LARP in Progress

La fois où j'ai call-out

Publié 2022-07-01

Il y a quatre ans, j’ai « call-out », via un article posté sur mon blog, une organisatrice de GN qui utilisait sciemment des techniques de manipulation pour générer une détresse réelle chez les jouaires et rendre les émotions en jeu « réelles ».

J’avais fait plusieurs allers-retours par mail avec elle. Je refusais d’en parler « entre quatre yeux » parce que je savais que je perdrais la face. J’ai tout de même accepté des modifications factuelles qu’elle m’a demandées sur l’article.

J’ai failli ne pas le poster, mais d’autres témoignages me sont revenus et je me suis rendu compte que le problème était connu et qu’on en parlait en sous-main depuis des années, beaucoup de personnes évitant ses jeux et mettant en garde leurs ami·e·s, et que malgré ça ces pratiques éthiquement douteuses continuaient. C’était à l’évidence une « marche manquante ».

→ **Consignes**
a) Selon l'extrait du document, par quel moyen la personne qui écrit a-t-elle fait son « call-out » ?
b) Résumez en deux phrases l'extrait du document.
c) Prolongez l'extrait du document sur la dénonciation d'une organisatrice de GN en reprenant après sa dernière phrase.

[Une suite de lignes]
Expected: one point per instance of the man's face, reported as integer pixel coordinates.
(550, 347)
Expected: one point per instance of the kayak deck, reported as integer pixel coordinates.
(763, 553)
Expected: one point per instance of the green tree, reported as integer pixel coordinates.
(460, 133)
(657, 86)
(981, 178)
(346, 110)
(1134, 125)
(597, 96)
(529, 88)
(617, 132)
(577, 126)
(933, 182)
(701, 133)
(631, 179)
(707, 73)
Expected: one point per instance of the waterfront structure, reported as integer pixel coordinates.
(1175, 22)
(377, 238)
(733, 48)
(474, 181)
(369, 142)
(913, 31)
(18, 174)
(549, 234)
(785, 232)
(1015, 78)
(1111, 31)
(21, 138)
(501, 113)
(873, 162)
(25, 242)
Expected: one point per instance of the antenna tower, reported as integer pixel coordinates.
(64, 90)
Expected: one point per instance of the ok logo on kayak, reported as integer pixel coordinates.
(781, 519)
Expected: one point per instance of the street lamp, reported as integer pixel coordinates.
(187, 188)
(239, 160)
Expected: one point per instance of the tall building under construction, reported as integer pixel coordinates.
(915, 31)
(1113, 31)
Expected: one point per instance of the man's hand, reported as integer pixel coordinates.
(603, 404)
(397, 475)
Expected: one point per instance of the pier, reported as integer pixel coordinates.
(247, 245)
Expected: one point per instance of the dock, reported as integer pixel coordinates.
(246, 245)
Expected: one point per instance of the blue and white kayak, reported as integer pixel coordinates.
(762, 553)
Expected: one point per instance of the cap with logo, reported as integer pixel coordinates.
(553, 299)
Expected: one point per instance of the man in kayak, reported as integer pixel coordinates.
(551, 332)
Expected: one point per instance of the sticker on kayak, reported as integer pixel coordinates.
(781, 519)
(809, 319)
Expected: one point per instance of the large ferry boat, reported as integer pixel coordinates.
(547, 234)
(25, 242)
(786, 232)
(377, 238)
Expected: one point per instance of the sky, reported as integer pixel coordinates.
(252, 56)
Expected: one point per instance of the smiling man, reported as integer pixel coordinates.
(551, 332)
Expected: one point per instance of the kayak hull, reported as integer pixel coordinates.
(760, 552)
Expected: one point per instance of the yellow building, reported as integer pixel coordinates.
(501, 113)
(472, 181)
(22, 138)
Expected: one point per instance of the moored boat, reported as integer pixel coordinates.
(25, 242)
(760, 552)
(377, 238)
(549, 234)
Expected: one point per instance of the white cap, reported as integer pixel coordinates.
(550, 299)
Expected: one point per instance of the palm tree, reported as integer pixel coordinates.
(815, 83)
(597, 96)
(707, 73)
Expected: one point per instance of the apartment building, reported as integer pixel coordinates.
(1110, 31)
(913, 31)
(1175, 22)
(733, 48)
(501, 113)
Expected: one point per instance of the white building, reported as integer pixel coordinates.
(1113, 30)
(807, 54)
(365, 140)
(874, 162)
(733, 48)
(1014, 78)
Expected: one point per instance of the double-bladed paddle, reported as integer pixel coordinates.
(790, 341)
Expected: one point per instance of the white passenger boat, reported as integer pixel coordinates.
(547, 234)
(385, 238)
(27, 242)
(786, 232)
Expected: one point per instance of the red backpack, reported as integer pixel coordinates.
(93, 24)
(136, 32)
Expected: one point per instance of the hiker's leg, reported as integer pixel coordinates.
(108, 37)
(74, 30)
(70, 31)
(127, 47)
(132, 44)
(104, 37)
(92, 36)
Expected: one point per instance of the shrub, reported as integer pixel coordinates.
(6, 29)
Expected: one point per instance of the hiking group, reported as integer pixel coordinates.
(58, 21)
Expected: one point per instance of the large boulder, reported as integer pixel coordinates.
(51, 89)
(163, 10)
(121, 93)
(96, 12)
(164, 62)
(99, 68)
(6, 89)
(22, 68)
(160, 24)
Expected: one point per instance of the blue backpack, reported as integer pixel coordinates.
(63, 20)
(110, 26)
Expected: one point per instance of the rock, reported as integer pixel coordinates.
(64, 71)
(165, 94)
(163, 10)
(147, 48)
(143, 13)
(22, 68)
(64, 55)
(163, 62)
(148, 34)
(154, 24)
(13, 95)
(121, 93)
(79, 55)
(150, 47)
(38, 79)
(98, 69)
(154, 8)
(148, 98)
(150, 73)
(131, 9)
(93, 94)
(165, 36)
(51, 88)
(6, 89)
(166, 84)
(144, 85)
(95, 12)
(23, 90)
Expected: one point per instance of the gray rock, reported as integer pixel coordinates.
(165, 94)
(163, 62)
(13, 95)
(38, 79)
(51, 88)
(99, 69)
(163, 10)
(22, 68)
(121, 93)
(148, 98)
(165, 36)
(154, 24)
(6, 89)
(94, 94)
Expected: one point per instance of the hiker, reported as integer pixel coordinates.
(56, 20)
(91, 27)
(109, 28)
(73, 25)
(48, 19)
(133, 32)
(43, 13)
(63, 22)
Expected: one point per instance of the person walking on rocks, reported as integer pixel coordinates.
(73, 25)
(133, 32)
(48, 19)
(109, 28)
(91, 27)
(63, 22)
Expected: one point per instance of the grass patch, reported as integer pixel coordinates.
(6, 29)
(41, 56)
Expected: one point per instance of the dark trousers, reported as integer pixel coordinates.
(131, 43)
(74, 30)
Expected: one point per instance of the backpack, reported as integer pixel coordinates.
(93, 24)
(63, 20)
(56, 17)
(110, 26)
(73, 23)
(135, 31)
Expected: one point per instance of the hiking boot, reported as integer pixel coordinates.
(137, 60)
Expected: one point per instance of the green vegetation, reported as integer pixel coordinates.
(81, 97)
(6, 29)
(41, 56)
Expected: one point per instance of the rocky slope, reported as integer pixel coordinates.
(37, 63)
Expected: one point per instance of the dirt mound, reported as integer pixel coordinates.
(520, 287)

→ **En réponse**
a) Par un article posté sur son blog.

b) Il y a quatre ans, la personne qui écrit a dénoncé sur son blog une organisatrice de GN qui utilisait sciemment des techniques de manipulation pour générer une détresse réelle chez les jouaires. Après des échanges par mail et des modifications factuelles acceptées, l'article a été posté, car d'autres témoignages montraient que ce problème, connu depuis des années, persistait.

c)
Dans un long avertissement au début de l’article je mettais en garde contre le harcèlement. J’affirmais clairement que ça n’était pas un appel à boycott mais une mise en garde sur des pratiques qui peuvent exister chez d’autres orgas également, une invitation à repenser ça, et surtout un plaidoyer pour la prise en compte de la sécurité émotionnelle (l’article s’appelait d’ailleurs « la sécurité émotionnelle n’est pas facultative »).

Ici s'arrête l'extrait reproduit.